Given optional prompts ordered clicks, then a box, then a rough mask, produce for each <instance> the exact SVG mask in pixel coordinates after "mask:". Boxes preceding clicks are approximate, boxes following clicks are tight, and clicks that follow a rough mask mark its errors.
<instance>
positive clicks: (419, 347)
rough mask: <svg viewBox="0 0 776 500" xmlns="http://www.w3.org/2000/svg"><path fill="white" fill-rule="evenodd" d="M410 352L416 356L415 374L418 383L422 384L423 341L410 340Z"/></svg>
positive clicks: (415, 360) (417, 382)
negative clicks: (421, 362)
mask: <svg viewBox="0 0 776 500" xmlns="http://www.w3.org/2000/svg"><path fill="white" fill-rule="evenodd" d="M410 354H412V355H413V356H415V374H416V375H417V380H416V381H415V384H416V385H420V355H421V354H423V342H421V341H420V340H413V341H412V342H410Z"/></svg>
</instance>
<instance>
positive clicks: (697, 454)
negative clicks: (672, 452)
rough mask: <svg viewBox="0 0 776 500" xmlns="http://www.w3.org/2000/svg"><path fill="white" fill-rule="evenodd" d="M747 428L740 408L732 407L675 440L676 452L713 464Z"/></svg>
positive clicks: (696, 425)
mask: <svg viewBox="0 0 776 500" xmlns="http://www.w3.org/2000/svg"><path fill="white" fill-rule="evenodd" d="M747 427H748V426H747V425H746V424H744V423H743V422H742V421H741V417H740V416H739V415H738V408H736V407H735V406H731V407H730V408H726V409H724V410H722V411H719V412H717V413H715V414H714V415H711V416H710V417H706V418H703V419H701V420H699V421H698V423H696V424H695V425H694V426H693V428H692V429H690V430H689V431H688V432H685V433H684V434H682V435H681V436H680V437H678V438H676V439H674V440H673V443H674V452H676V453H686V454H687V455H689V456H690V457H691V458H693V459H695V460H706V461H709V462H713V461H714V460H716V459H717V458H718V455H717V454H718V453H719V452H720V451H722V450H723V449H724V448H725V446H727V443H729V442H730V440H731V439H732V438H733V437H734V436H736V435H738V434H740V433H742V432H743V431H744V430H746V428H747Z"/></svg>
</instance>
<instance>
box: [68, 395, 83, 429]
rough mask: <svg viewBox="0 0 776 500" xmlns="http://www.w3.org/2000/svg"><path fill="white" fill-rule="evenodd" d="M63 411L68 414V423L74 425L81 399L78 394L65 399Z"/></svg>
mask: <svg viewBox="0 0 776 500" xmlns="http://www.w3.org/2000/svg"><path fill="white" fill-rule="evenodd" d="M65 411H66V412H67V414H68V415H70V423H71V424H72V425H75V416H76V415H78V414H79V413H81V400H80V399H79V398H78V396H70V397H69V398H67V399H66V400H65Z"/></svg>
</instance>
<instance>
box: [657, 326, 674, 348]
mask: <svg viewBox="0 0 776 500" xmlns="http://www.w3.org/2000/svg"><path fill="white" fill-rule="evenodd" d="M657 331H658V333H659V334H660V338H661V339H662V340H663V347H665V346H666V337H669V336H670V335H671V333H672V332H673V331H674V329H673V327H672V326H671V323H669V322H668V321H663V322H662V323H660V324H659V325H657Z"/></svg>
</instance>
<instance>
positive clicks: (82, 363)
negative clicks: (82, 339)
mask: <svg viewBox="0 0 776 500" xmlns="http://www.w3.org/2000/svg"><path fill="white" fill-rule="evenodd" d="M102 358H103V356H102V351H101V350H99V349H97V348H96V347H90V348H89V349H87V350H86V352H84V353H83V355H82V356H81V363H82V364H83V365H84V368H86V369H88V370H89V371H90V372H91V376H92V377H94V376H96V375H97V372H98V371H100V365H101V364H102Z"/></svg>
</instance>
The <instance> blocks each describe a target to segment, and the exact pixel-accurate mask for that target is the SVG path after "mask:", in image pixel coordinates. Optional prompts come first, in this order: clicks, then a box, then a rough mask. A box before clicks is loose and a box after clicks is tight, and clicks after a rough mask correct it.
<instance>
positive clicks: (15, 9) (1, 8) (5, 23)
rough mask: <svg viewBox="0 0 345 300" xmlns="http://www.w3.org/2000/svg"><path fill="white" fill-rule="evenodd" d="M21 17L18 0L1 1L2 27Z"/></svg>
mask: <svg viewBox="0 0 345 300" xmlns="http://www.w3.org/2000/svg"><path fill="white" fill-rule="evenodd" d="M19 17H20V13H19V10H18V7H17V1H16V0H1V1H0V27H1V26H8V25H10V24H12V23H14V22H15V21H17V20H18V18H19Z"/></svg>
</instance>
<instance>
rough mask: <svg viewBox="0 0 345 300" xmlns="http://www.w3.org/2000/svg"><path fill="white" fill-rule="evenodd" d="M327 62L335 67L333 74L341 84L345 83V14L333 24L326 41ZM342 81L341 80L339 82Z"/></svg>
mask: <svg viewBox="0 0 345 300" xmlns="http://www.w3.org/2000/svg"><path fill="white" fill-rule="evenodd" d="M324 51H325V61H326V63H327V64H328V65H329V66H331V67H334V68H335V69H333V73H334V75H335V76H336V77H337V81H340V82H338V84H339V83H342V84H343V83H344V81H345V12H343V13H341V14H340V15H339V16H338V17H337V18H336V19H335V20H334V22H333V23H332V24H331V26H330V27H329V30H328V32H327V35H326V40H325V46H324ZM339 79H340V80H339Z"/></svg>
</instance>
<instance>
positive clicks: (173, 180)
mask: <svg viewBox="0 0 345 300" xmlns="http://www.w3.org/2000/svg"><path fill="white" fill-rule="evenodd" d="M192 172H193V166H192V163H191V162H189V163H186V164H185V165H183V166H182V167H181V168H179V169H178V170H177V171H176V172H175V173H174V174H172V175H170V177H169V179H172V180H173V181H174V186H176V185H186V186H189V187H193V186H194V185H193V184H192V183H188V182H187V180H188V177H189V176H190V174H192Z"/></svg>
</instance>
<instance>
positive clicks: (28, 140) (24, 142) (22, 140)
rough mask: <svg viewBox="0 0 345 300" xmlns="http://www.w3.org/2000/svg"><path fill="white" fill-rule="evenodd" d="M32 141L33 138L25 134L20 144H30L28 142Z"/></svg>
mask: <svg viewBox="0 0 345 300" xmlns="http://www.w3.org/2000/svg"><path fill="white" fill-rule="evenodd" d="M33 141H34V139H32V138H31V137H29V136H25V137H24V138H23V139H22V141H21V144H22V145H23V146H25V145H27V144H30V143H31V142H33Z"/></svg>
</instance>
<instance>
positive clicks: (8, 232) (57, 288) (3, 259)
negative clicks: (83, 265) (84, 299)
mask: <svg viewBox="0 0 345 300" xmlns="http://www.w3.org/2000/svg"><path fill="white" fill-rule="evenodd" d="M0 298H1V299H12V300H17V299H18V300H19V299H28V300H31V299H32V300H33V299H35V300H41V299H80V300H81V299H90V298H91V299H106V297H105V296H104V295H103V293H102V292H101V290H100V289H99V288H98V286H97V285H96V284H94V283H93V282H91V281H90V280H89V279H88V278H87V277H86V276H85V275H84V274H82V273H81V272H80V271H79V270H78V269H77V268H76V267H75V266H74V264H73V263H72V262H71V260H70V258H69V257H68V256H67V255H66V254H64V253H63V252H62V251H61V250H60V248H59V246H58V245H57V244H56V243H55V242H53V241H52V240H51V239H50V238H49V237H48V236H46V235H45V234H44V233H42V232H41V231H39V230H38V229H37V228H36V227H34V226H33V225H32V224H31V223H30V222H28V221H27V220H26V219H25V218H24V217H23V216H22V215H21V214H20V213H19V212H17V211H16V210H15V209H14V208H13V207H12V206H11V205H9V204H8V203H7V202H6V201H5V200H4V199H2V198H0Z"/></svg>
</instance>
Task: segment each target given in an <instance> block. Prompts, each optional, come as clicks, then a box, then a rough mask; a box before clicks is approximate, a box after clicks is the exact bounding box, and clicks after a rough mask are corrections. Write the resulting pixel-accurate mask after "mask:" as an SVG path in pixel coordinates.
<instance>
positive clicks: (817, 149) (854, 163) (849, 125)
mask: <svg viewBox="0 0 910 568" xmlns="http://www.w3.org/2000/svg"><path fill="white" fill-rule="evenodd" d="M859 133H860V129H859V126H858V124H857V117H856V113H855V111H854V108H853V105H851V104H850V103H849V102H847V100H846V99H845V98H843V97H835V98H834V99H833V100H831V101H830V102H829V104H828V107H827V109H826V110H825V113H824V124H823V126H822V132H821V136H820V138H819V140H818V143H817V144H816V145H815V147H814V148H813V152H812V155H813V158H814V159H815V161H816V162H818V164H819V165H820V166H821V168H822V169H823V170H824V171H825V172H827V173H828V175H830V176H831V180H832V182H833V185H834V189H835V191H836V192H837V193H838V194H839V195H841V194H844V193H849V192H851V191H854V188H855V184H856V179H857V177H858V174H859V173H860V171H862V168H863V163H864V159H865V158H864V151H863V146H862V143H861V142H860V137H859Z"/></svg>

********************

| Problem description |
Using the entries above, extract exactly the span from the line with "positive clicks: (415, 360) (417, 382)" to the line with "428L740 408L732 407L675", both lines included; leave out everything else.

| Solution for this exercise |
positive clicks: (415, 360) (417, 382)
negative clicks: (421, 362)
mask: <svg viewBox="0 0 776 500" xmlns="http://www.w3.org/2000/svg"><path fill="white" fill-rule="evenodd" d="M410 354H412V355H413V356H415V374H416V375H417V380H416V381H415V384H416V385H420V355H421V354H423V342H421V341H420V340H413V341H412V342H410Z"/></svg>
</instance>
<instance>
positive clicks: (697, 454)
negative clicks: (672, 452)
rough mask: <svg viewBox="0 0 776 500" xmlns="http://www.w3.org/2000/svg"><path fill="white" fill-rule="evenodd" d="M747 428L740 408L732 407L675 440L676 452L713 464Z"/></svg>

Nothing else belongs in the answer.